- **Rows from a segmentation dataset**
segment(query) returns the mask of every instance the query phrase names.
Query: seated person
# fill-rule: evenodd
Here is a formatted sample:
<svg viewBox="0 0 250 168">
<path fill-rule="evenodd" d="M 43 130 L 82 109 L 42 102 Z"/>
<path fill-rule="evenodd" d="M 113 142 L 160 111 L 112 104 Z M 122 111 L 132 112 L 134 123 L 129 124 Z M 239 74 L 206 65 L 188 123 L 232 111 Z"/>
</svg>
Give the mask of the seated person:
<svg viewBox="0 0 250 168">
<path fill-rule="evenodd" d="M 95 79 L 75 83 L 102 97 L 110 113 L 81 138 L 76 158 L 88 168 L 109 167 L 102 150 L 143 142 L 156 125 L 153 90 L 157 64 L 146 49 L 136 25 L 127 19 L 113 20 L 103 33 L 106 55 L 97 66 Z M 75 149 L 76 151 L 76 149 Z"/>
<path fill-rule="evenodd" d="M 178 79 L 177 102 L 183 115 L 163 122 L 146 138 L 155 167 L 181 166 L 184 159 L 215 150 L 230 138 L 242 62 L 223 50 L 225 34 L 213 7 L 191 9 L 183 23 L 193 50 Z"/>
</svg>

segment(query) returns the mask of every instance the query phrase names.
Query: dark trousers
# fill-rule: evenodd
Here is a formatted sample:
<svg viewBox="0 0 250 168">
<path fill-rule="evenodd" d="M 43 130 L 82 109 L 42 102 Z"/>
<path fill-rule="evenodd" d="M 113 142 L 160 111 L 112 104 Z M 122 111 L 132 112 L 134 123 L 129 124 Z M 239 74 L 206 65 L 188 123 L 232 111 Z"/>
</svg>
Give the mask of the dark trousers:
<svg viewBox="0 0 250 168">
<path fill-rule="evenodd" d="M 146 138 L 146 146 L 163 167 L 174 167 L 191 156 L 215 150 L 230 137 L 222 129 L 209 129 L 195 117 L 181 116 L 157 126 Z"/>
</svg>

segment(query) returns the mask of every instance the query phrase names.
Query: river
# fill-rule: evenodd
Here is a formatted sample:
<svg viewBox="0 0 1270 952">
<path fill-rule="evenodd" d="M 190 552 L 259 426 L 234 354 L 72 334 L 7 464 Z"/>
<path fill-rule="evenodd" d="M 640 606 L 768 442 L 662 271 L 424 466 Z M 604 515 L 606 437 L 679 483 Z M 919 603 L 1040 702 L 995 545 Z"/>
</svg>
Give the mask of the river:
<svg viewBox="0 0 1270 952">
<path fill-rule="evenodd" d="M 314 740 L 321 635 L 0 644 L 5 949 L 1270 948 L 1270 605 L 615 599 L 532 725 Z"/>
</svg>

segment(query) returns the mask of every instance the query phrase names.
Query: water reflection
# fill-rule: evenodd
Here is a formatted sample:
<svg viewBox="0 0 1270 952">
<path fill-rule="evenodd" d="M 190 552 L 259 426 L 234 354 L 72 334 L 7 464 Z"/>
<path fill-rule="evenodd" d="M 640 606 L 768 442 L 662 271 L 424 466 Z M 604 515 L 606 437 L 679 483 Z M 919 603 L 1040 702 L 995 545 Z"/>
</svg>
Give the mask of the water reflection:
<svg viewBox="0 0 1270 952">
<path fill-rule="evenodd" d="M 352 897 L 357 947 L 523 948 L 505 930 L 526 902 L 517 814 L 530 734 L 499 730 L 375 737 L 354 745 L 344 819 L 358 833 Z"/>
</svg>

- **SET EXERCISE**
Output all of the material, please, exactly as it stands.

- **RESPONSE TO THE EXERCISE**
segment(query) returns the mask of every instance the query phrase names.
Query: seated person
# fill-rule: evenodd
Here is a formatted sample:
<svg viewBox="0 0 250 168">
<path fill-rule="evenodd" d="M 43 130 L 82 109 L 42 102 Z"/>
<path fill-rule="evenodd" d="M 113 142 L 160 111 L 112 104 Z M 122 111 L 132 112 L 134 123 L 129 124 Z M 239 74 L 206 65 L 188 123 L 232 111 Z"/>
</svg>
Give the mask of the seated person:
<svg viewBox="0 0 250 168">
<path fill-rule="evenodd" d="M 95 79 L 75 83 L 102 97 L 110 113 L 81 138 L 76 158 L 88 168 L 109 167 L 102 150 L 143 142 L 156 125 L 153 90 L 157 64 L 146 49 L 136 25 L 127 19 L 113 20 L 103 33 L 106 55 L 97 66 Z M 75 149 L 76 151 L 76 149 Z"/>
<path fill-rule="evenodd" d="M 178 79 L 177 102 L 183 115 L 163 122 L 146 138 L 155 167 L 181 166 L 184 159 L 215 150 L 230 138 L 242 62 L 223 50 L 225 34 L 213 7 L 191 9 L 183 23 L 193 50 Z"/>
</svg>

segment(query) returns the mask of every instance the query phrase names.
Query: dark trousers
# fill-rule: evenodd
Here is a formatted sample:
<svg viewBox="0 0 250 168">
<path fill-rule="evenodd" d="M 43 130 L 82 109 L 42 102 Z"/>
<path fill-rule="evenodd" d="M 113 142 L 160 111 L 112 104 Z M 122 111 L 132 112 L 134 123 L 129 124 Z M 239 74 L 206 65 L 188 123 L 232 111 Z"/>
</svg>
Give the mask of the dark trousers:
<svg viewBox="0 0 250 168">
<path fill-rule="evenodd" d="M 146 138 L 146 146 L 163 167 L 174 167 L 191 156 L 215 150 L 230 137 L 222 129 L 209 129 L 195 117 L 181 116 L 157 126 Z"/>
</svg>

segment(query) returns the mask of every instance the query phrase names.
Query: river
# fill-rule: evenodd
Here is a formatted sample:
<svg viewBox="0 0 1270 952">
<path fill-rule="evenodd" d="M 190 552 L 259 426 L 234 354 L 72 334 L 7 464 Z"/>
<path fill-rule="evenodd" d="M 640 606 L 768 442 L 662 271 L 424 466 Z M 604 515 L 606 437 L 679 483 Z M 919 603 L 1040 702 L 995 545 Z"/>
</svg>
Give the mask of the river:
<svg viewBox="0 0 1270 952">
<path fill-rule="evenodd" d="M 314 740 L 321 635 L 0 644 L 5 949 L 1270 948 L 1270 605 L 615 599 L 532 725 Z"/>
</svg>

segment(query) returns the mask of every instance the query phrase names.
Query: water reflection
# fill-rule: evenodd
Here is a formatted sample:
<svg viewBox="0 0 1270 952">
<path fill-rule="evenodd" d="M 190 552 L 259 426 L 234 354 L 72 334 L 7 464 Z"/>
<path fill-rule="evenodd" d="M 640 606 L 768 442 L 662 271 L 424 466 Z M 604 515 L 606 437 L 679 483 Z M 919 603 L 1040 702 L 995 545 Z"/>
</svg>
Give the mask of the water reflection:
<svg viewBox="0 0 1270 952">
<path fill-rule="evenodd" d="M 352 897 L 357 947 L 523 948 L 505 930 L 526 902 L 517 814 L 530 734 L 499 730 L 375 737 L 354 745 L 344 819 L 358 833 Z"/>
</svg>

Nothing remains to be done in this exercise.